### Explore the material
**a)** In the essay on creativity in science, who is the senior grad student whose drawings turn up all over the lab?
**b)** List every place the essay on creativity in science says the doodles appear.
**c)** Pick up the essay on creativity in science where it stops, and keep going in the same voice.

### Text section
The doodles appear everywhere: on whiteboards, on lab notebooks, even on the autoclave tape. Impeccably shaded line drawings of a-helices, the protein structure nearly everyone in the lab works with. The “culprit”? Ann, the senior grad student in our lab. Her artistic skill is rare, or at least perceived as rare, in science. Rare enough that Grant, one of the post-docs in the lab, complains, besides a few exceptions, science is “full of nerds”, by which he means those without any creativity or broad interest. And that rarity is a shame, because science needs creativity. This isn’t just about a desire for amusing doodles, it’s about building a scientific community full of clear, intuitive thinkers who can communicate their discoveries.
Once upon a time, the protein-chemistry lore goes, everyone needed some artistic flair. Indeed, Jane Richardson, under whom my thesis adviser did his postdoc, is known as much for her artistic skill – hand-drawing so many diagrams of proteins in her field-defining papers that modern visualization software still largely uses the conventions she developed – as for her considerable scientific talent.
Now, due to that same software, and other software for visualizing other sorts of data, rapid and clean images of nearly any process, relationship, or other data are merely a few lines of code away. But when the graphics are automatically created with software, rather than by-hand, something is lost. It’s all-too easy to let visualization software become a crutch by presenting colorful pictures without paying mind to the aesthetic or narrative considerations of the medium. Visualization is about communicating our data, and if creativity and a good eye for clarity are no longer necessary to make colorful images, it only means that it’s easier to become a scientist without learning how to present information, not that it’s any less necessary to communicate clearly and creatively once you’re a scientist. Complaints by design-conscious scientists that posters, presentations, or figures contain font vomit, poorly-considered color schemes, or visual clutter are common, and point to a larger point, often missed in science.

### Given material
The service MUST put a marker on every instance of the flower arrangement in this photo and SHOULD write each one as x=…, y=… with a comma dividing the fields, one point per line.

### Results in order
**a)** Ann

**b)** Whiteboards, lab notebooks, autoclave tape

**c)**
It is all-too-easy for brilliant work to fail to contribute because its discoverer lacks breadth.
As we were told over and over again in the Chemistry Department’s junior seminars, research isn’t just about discovery, but about the communication of that discovery. This communication requires not just skillful writing, but clear and creative design of visual media for presenting the information, lateral thinking about the implications or importance of discoveries. The ideal of a scientist as a monomaniac “nerd’ tooling away at a single project is unfortunately prevalent; while such researchers may occasionally make brilliant and high-profile discoveries, these discoveries are only significant when communicated and understood within the wider context; it is all-too-easy for brilliant work to fail to contribute because its discoverer lacks breadth or the ability or willingness to communicate.
What should we take from this? Self-proclaimed “creative types”: science needs you. To think laterally rather than linearly, to understand and communicate the importance of discoveries, to make science interesting and relevant and helpful. Don’t let the monomaniacal outliers scare you away. And if you think of yourself as a nerd? Branch out. Theater, poetry, graphic design… pursuing random interests or passions may seem unrelated to your research, but definitely makes you a better scientist.